Given task
In the article on folksonomies below, retype word for word the stretch from "Webology, Volume 4, Number" up to and including "is a Folksonomy?".

Passage given
------------------------

Webology, Volume 4, Number 2, June, 2007

Home Table of Contents Titles & Subject Index Authors Index

Folksonomies: Why do we need controlled vocabulary?

Alireza Noruzi


The Web consists of diverse information collections in terms of the type of content, context, format and quality. However, this diversity, as good as it is, often brings challenges for users in their web information seeking activities. The technologies such as wiki, blog, RSS, and folksonomy that build Web 2.0 present an opportunity to share knowledge and facilitate interactions between users and computers. One of the main challenges of Web 1.0 was that users were not engaged in information organization. Currently folksonomy-based systems (e.g., Del.icio.us) engage users in bookmarking and introducing their favorites.

What is a Folksonomy?

A folksonomy is a user-generated taxonomy used to categorize and retrieve web content such as web resources, online photographs and web links, using open-ended labels called tags. A folksonomy is most notably contrasted from a taxonomy in that the authors of the labeling system are often the main users (and sometimes originators) of the content to which the labels are applied. The labels are commonly known as tags and the labeling process is called tagging (Folksonomy, 2007). Tags help to improve search engine effectiveness because content is categorized using a familiar, accessible, and shared vocabulary.

Folksonomy, a free-form tagging, is a user-generated classification system of web contents that allows users to tag their favorite web resources with their chosen words or phrases selected from natural language. These tags (also called concepts, categories, facets or entities) can be used to classify web resources and to express users' preferences (Noruzi, 2006). Folksonomy is a classification of the users, by the users and for the users. The most popular, widely used folksonomy-based systems are:

  1. Del.icio.us: www.del.icio.us
  2. CiteULike: www.citeulike.org
  3. Connotea: www.connotea.org
  4. Flickr: www.flickr.com
  5. Furl: www.furl.net
  6. LibraryThing: www.librarything.com
  7. Scuttle: www.scuttle.org
  8. Shadows: www.shadows.com
  9. Simpy: www.simpy.com
  10. TagCloud: www.tagcloud.com
  11. Tagzania: www.tagzania.com
  12. Technorati: www.technorati.com
  13. Unalog: www.unalog.com
  14. Yahoo's MyWeb: http://myweb.yahoo.com
  15. YouTube: www.youtube.com

Why does a folksonomy-based system need a thesaurus?

------------------------

Dataset extract

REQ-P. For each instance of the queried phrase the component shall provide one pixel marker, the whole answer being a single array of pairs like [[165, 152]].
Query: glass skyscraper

------------------------

Output
Webology, Volume 4, Number 2, June, 2007

Home Table of Contents Titles & Subject Index Authors Index

Folksonomies: Why do we need controlled vocabulary?

Alireza Noruzi


The Web consists of diverse information collections in terms of the type of content, context, format and quality. However, this diversity, as good as it is, often brings challenges for users in their web information seeking activities. The technologies such as wiki, blog, RSS, and folksonomy that build Web 2.0 present an opportunity to share knowledge and facilitate interactions between users and computers. One of the main challenges of Web 1.0 was that users were not engaged in information organization. Currently folksonomy-based systems (e.g., Del.icio.us) engage users in bookmarking and introducing their favorites.

What is a Folksonomy?